Brief
Write out the part of the transformer-block post below between "This is the" and "GPT-3 has 96.", inclusive, without changing a character.

Page excerpt
This is the fifth post in the «AI without magic» series. The first one covered where LLMs even came from. The second — how a model «thinks» one token at a time and why it hallucinates. The third — how text turns into vectors. The fourth — how tokens talk to each other through attention. Now we put it all together and look at the full transformer block — the brick GPT is built from.
Where we left off
In the previous post we worked through attention. The output of every token is an updated vector that has absorbed context. «mole» in «shrew mole» now sits closer to the small mammal, while in «one mole of CO2» it sits closer to the chemistry concept. Good.
But attention is only half a block. The block has four more parts without which a transformer doesn’t work: FFN, residual connection, normalization, and — the most important one — there are many blocks. Dozens or hundreds. GPT-3 has 96.

Listed records
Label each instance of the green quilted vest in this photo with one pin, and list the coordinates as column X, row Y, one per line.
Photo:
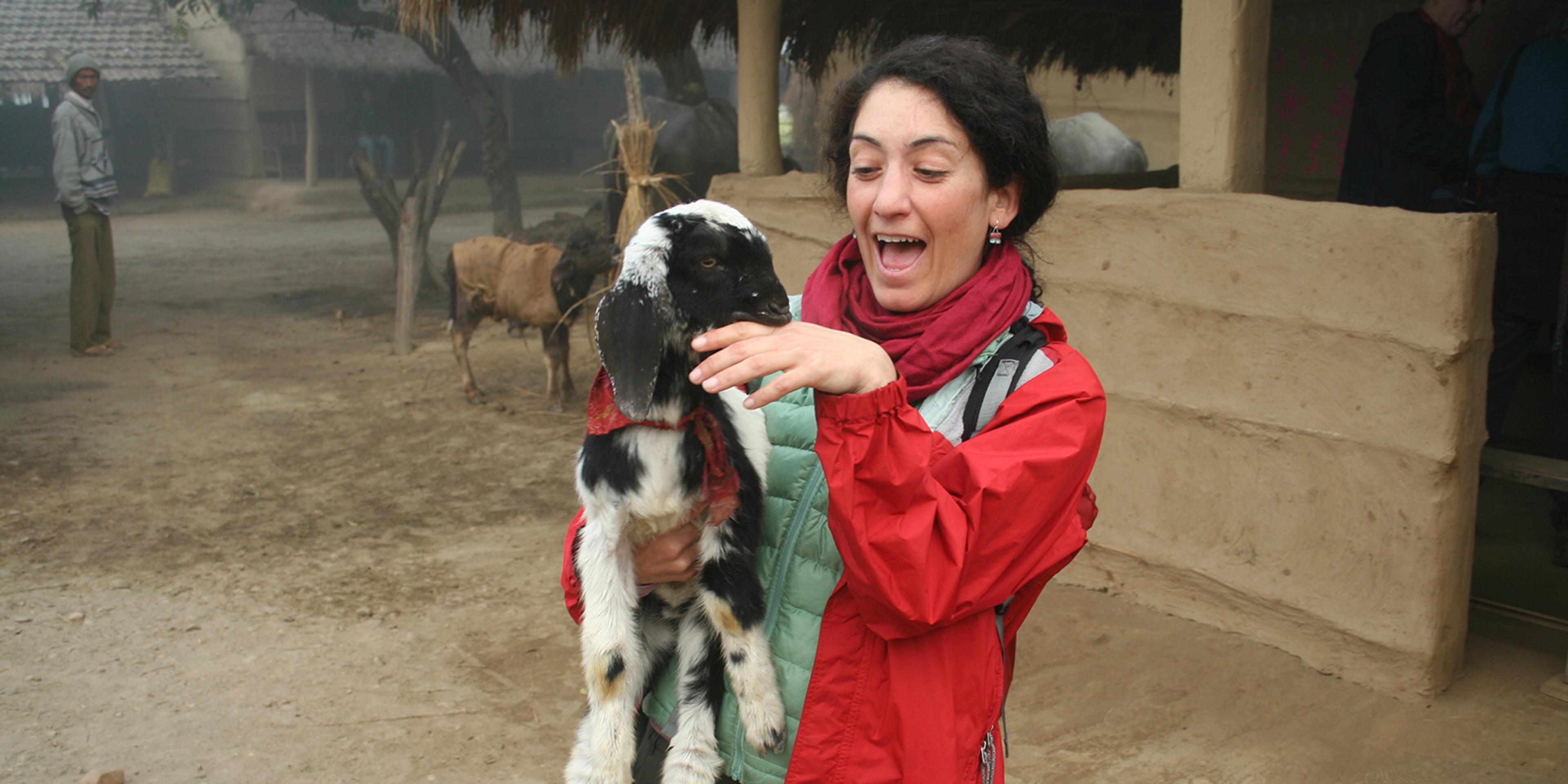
column 799, row 565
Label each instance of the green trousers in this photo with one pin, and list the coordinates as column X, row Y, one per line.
column 91, row 276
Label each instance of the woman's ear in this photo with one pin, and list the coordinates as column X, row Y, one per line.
column 1004, row 203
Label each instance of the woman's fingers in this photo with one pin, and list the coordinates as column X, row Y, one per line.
column 668, row 557
column 810, row 356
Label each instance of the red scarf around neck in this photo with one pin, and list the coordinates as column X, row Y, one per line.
column 933, row 345
column 1460, row 101
column 720, row 494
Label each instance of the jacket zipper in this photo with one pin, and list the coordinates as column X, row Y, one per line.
column 780, row 573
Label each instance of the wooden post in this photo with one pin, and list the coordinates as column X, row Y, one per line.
column 313, row 136
column 758, row 45
column 1224, row 95
column 407, row 278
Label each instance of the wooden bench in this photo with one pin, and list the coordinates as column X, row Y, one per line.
column 1544, row 472
column 1526, row 470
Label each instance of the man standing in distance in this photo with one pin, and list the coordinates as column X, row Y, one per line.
column 1410, row 127
column 87, row 187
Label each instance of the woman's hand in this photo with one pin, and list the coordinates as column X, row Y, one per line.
column 668, row 557
column 808, row 355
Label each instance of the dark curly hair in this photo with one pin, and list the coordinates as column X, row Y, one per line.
column 985, row 93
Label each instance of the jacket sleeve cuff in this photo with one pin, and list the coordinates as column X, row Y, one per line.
column 851, row 410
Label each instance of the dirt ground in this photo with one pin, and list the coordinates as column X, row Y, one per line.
column 255, row 546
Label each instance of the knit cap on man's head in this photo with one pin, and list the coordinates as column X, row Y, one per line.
column 78, row 63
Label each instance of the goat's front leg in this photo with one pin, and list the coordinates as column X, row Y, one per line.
column 694, row 748
column 615, row 661
column 731, row 597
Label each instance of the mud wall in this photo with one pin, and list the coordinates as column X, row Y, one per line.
column 1294, row 427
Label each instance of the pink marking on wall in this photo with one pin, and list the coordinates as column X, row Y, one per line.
column 1290, row 104
column 1344, row 99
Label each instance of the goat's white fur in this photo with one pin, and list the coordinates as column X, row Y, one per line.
column 623, row 521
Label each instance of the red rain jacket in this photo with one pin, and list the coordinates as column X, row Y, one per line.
column 909, row 675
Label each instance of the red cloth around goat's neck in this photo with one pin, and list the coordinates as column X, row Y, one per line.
column 929, row 347
column 720, row 494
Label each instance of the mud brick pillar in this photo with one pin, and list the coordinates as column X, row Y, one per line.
column 758, row 85
column 1224, row 95
column 313, row 132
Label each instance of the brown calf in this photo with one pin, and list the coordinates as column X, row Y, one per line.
column 529, row 284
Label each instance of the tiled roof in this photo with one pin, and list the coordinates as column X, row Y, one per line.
column 37, row 37
column 310, row 41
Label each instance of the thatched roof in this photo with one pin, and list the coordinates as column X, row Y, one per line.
column 1086, row 37
column 37, row 37
column 274, row 30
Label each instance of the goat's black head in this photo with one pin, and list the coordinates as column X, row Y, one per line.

Answer for the task
This is the fifth post in the «AI without magic» series. The first one covered where LLMs even came from. The second — how a model «thinks» one token at a time and why it hallucinates. The third — how text turns into vectors. The fourth — how tokens talk to each other through attention. Now we put it all together and look at the full transformer block — the brick GPT is built from.
Where we left off
In the previous post we worked through attention. The output of every token is an updated vector that has absorbed context. «mole» in «shrew mole» now sits closer to the small mammal, while in «one mole of CO2» it sits closer to the chemistry concept. Good.
But attention is only half a block. The block has four more parts without which a transformer doesn’t work: FFN, residual connection, normalization, and — the most important one — there are many blocks. Dozens or hundreds. GPT-3 has 96.